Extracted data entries

● ● ● ●

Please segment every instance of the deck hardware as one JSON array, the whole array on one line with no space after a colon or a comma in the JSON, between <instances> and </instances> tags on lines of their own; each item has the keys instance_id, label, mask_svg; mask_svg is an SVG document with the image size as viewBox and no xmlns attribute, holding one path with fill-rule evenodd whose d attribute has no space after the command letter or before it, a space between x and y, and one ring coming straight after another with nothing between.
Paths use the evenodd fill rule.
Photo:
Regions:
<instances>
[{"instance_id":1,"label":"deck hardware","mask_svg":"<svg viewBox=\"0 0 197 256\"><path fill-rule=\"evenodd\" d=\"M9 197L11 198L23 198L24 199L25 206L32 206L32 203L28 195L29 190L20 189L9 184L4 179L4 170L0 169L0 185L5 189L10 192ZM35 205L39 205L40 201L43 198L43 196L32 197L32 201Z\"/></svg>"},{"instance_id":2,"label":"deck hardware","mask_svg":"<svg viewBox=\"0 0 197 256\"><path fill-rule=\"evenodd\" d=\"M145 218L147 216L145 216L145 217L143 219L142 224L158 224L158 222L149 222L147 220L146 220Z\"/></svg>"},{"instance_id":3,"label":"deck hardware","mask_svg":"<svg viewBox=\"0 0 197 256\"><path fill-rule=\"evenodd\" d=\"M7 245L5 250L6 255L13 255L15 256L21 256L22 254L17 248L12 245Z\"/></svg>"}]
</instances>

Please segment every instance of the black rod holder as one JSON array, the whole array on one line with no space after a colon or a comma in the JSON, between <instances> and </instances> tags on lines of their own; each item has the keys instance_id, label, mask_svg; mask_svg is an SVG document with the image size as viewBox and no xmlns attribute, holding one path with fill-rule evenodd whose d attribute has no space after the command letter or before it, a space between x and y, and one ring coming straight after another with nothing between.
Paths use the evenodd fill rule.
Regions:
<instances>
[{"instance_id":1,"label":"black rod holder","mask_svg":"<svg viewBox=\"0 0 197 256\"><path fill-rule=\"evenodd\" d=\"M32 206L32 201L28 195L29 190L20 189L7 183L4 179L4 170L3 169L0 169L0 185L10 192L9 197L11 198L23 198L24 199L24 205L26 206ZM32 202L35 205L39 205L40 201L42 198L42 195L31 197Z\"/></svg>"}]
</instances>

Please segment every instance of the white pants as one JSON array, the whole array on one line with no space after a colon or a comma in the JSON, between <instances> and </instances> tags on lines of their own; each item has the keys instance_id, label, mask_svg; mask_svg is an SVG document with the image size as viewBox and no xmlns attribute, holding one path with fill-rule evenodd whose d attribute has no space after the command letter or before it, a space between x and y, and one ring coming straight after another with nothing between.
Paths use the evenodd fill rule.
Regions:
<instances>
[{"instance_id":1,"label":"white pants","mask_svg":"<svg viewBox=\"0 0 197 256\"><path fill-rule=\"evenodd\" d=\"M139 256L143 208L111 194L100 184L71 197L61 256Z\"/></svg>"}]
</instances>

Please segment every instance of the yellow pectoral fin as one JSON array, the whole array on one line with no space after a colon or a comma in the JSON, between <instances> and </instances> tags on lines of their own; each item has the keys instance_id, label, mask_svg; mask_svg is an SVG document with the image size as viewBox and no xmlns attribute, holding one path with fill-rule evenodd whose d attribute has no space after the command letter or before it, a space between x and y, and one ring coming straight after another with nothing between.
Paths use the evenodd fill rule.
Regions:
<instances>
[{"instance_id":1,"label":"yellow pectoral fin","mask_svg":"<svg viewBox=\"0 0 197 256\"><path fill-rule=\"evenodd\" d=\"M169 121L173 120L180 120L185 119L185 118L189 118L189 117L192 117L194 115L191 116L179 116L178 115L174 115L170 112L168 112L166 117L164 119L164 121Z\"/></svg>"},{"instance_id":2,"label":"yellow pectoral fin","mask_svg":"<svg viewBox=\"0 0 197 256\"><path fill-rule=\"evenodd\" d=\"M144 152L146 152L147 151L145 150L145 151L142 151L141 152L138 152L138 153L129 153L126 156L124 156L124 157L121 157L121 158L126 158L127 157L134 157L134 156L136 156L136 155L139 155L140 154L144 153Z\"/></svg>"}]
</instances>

● ● ● ●

• [DIRECTIVE]: Identify each line in the rows above that contains the string "white" with the same capitalization, and copy those lines.

• [IN RESPONSE]:
Please segment every instance of the white pants as one JSON array, the whole array on one line with no space after a colon or a comma in the JSON, between <instances> and </instances> tags on lines of their own; each item has the keys instance_id, label, mask_svg; mask_svg is an SVG document with the image size as viewBox and no xmlns attribute, holding one path with fill-rule evenodd whose d attribute has no space after the command letter or before it, a space between x and y, and one ring coming straight after another with nothing between.
[{"instance_id":1,"label":"white pants","mask_svg":"<svg viewBox=\"0 0 197 256\"><path fill-rule=\"evenodd\" d=\"M139 256L143 208L111 194L100 184L71 197L61 256Z\"/></svg>"}]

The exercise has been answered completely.